▶ **Given records**
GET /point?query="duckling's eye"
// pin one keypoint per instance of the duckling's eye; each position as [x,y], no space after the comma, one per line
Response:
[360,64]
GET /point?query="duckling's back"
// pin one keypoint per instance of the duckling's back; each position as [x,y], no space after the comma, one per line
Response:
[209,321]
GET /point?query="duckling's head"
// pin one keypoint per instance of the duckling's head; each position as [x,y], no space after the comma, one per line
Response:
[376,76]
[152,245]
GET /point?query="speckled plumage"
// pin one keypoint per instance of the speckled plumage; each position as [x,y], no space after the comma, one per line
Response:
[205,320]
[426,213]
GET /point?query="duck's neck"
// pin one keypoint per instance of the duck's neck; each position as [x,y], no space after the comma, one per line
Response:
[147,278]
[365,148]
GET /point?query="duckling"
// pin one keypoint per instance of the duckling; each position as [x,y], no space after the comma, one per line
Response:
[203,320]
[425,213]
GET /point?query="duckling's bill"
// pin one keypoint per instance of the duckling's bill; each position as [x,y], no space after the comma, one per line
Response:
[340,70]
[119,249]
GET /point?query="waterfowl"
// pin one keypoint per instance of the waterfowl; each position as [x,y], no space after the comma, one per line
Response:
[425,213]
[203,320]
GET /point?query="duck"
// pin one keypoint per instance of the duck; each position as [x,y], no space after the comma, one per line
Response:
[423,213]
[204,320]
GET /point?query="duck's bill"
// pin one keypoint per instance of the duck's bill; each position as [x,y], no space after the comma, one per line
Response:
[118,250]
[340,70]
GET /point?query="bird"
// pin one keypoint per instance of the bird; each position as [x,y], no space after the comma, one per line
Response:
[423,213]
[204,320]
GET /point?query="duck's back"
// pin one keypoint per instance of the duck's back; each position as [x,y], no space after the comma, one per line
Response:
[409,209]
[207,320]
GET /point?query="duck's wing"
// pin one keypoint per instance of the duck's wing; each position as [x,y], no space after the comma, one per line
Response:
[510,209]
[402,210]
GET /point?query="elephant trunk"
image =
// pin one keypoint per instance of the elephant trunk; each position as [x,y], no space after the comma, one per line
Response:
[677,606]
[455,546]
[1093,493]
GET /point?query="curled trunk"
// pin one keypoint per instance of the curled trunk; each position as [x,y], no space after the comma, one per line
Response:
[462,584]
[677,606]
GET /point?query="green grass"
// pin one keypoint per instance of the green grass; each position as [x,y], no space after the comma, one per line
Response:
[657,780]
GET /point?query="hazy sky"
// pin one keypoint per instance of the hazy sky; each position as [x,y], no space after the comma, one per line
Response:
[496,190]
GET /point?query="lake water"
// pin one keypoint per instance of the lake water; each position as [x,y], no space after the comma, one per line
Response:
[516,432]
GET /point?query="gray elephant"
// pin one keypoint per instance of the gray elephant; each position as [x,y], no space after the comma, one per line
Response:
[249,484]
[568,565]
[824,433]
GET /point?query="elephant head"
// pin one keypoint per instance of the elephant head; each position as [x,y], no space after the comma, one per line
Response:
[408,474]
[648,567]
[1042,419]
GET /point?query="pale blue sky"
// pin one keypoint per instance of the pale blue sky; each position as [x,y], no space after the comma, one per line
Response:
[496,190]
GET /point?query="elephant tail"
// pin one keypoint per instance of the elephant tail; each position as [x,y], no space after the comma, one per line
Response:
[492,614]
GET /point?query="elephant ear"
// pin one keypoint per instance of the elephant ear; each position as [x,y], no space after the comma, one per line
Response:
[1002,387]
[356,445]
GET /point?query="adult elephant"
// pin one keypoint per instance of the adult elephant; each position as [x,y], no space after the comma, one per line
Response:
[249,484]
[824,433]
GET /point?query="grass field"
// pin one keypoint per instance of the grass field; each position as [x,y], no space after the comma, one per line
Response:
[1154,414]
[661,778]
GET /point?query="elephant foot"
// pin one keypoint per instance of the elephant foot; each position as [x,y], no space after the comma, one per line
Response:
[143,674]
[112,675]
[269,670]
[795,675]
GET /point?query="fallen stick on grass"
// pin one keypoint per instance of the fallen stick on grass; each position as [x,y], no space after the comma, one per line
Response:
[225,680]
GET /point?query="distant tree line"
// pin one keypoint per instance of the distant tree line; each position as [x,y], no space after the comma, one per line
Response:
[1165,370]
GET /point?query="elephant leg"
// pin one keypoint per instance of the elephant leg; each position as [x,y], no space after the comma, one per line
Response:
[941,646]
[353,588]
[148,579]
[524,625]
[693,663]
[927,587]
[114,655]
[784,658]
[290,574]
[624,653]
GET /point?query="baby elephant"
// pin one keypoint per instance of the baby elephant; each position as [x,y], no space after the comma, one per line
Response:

▶ **Your assignment**
Which lines above contain the word "fallen"? Show each of them.

▶ **Solution to this exercise**
GET /point?query="fallen stick on grass"
// pin one keypoint per instance of the fallen stick on grass; each position as [x,y], no space after the comma, one per line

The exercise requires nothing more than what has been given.